Quoted passage
+++

Richard DeRose of Wainscott walks his dog at the town beach on Beach Lane in Wainscott, likely site of a cable landing for the South Fork Wind Farm. Dec. 5 Credit: Newsday/Mark Harrington
Thanks for your Dec. 9 news story on the South Fork offshore wind project [“Negotiations over cable”] about talks regarding the landing site of an electrical cable. As a former commissioner of the state Department of Environmental Conservation, I’m no stranger to local opposition to projects like this. But the opposition by Citizens for the Preservation of Wainscott to the cable landing is “not in my backyard” on steroids. I encourage this small group of owners of second homes to reconsider.
The cable landing in Wainscott is preferred because it is the least environmentally disruptive and would affect the fewest people for the shortest period. Unfortunately, despite the need to rapidly move away from fossil fuels, the citizens group is taking an irrational “anyplace but here” attitude. The temporary inconvenience from burying the cable would be minimal, and would occur in the offseason, when most owners of second homes are not around.
Connecting this offshore energy to the Long Island grid is now being reviewed by several state agencies. I believe this time-tested process, along with decisions by local officials, will produce a project that is good for the South Fork, Long Island and the state. I urge citizens of Wainscott to support it. After all, coastal property owners have the most to lose if New York does not lead the way in combating climate change.
Joe Martens, East Hampton
Editor’s note: The writer is director of the New York Offshore Wind Alliance, a coalition of organizations supporting wind power.
Initially, Citizens for the Preservation of Wainscott claimed that it supported the South Fork Wind Farm but did not want the cable buried under Beach Lane. Interesting, Wainscott made no objection earlier in the year to East Hampton Town and Suffolk County burying nine miles of water pipe in Wainscott roadways (including Beach Lane) when the water quality of Wainscott’s aquifer was called into question.
Next, C.P.W. argued that the cable should come ashore at Hither Hills. The plan was to bury it under Montauk Highway from Hither Hills through Amagansett and East Hampton Village and then up Route 114 to the Cove Hollow Road substation. This would be very disruptive to homes, businesses, and traffic along this 11-mile route. This would take two off-seasons to complete. When asked why this was preferable, Citizens for the Preservation of Wainscott had no answer. F.Y.I., Beach Lane has six year-round residences.
Now, C.P.W. is opposed to the wind farm because the price negotiated with LIPA is too high. The agreement between Deepwater/Orsted and LIPA (which was approved by the New York State Public Service Commission) was the result of a public bid, which Deepwater/Orsted won because it provided electricity at the lowest cost. Now, four-plus years later, new wind farm bids are coming in even lower. Such prices will benefit South Fork residents since PSEG prices are based on a mix of all the prices it pays for the electricity it delivers. Lower prices for power from the newer wind farms will lower PSEG costs, and thus bills to consumers will go down.
Recently, C.P.W. claimed, without any supporting details, that within five years there would be more efficient and affordable ways to solve the power needs on the East End. Ninety-nine percent of scientists agree climate change is a current crisis. We need immediate action to address South Fork power needs, air pollution, health risks, sea level rise, as well as the existential crisis of climate change.

+++

Dataset rows
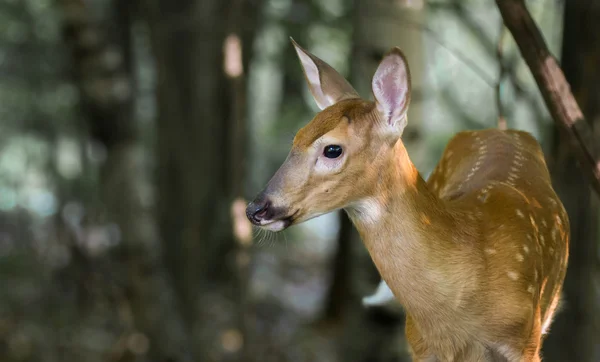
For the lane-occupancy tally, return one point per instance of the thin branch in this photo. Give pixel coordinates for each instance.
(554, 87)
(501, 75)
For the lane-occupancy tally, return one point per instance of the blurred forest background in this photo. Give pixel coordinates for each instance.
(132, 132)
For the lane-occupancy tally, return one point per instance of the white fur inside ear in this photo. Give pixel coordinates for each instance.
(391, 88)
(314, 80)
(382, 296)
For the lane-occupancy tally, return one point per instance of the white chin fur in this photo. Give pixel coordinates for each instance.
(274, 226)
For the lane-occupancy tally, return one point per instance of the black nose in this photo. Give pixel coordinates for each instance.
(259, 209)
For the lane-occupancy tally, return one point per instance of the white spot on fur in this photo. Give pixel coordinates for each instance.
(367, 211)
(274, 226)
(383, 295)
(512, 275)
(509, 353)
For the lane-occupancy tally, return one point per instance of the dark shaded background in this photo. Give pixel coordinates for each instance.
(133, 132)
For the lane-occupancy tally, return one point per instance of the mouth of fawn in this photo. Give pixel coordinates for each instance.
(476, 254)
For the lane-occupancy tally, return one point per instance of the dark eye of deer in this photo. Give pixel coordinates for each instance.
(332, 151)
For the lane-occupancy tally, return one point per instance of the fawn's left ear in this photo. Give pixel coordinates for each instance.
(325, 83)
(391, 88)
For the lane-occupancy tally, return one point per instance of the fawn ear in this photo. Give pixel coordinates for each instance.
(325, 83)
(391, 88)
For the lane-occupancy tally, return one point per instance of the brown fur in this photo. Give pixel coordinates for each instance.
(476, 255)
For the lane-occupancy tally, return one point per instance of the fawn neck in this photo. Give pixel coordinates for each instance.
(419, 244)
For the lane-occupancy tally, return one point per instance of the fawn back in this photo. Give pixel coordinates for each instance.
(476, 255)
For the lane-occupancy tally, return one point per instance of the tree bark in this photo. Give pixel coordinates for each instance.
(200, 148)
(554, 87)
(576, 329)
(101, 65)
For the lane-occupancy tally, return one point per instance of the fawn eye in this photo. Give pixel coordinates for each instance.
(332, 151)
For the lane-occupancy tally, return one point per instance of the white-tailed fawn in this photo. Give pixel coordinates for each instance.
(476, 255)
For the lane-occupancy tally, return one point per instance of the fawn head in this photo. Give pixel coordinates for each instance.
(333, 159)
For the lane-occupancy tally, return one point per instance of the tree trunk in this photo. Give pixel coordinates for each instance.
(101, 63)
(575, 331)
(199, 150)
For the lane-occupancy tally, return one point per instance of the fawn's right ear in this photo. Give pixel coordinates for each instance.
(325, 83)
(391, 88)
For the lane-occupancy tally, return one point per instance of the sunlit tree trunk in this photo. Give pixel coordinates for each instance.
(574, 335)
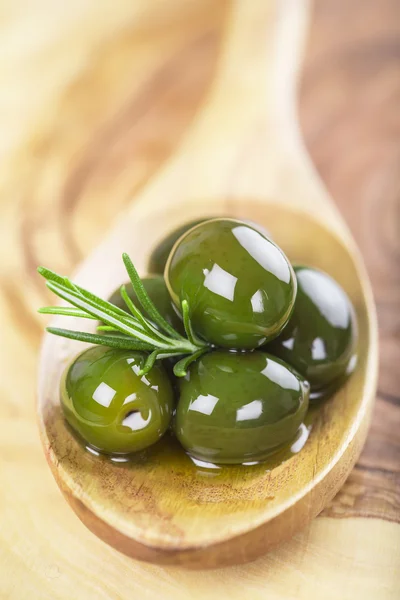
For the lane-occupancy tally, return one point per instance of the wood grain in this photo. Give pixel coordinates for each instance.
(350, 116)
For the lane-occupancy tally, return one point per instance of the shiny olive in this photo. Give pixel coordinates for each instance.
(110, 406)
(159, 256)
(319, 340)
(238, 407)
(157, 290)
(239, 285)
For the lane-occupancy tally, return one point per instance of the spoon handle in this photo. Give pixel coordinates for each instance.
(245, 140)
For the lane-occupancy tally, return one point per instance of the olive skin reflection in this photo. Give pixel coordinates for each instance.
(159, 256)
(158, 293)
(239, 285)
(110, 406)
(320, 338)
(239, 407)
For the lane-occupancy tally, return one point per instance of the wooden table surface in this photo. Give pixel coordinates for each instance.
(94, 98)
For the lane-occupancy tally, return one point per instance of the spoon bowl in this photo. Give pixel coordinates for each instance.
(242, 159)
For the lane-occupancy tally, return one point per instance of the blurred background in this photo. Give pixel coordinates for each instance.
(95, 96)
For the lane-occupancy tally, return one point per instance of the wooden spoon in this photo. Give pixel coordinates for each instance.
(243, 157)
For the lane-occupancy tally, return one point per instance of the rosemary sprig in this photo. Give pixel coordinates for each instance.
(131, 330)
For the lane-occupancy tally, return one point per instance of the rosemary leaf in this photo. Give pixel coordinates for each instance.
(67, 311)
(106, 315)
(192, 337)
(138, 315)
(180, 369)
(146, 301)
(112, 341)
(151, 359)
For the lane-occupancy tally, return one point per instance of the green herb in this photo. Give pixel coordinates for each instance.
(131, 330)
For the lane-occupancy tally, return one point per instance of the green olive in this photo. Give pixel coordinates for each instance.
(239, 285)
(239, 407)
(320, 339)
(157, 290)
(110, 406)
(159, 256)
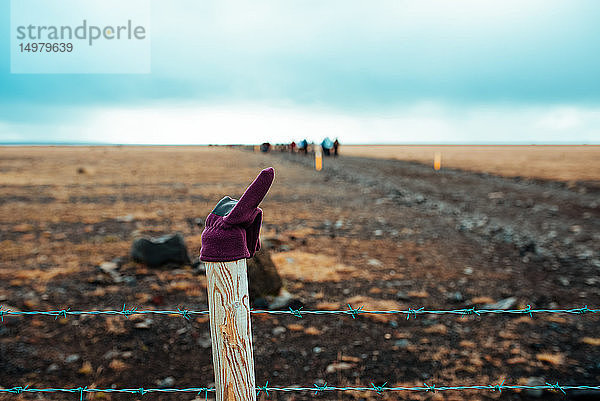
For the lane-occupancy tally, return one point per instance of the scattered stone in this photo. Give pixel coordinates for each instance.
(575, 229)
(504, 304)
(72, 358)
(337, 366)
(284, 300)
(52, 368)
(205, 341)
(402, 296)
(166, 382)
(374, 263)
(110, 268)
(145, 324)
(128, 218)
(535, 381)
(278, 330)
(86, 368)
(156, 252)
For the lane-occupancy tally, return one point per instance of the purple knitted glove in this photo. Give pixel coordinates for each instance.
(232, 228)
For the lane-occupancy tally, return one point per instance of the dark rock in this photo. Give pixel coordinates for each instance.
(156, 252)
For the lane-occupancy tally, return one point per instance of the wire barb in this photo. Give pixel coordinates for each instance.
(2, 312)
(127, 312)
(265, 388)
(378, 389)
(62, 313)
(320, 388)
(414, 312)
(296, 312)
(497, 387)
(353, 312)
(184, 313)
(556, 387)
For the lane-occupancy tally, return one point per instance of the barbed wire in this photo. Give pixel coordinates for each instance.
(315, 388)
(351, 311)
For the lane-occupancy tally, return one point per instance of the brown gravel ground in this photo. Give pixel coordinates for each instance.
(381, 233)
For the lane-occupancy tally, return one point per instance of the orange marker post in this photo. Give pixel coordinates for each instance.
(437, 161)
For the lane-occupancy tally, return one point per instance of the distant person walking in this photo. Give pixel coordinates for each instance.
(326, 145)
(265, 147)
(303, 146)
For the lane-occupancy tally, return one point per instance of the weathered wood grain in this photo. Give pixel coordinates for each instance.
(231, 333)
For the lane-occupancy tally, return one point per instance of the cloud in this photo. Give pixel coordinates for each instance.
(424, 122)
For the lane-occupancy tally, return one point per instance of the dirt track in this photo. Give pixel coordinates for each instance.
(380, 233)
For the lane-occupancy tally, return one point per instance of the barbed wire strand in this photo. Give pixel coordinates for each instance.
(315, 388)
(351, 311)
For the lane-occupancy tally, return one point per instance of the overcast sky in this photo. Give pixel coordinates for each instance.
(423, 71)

+++

What the task requires
Answer from the letters about the South Fork wind cable:
1. What state post did Joe Martens formerly hold?
2. How many miles of water pipe were buried in Wainscott roadways?
3. How many year-round residences are on Beach Lane?

Answer to the problem
1. Commissioner of the state Department of Environmental Conservation
2. Nine miles
3. Six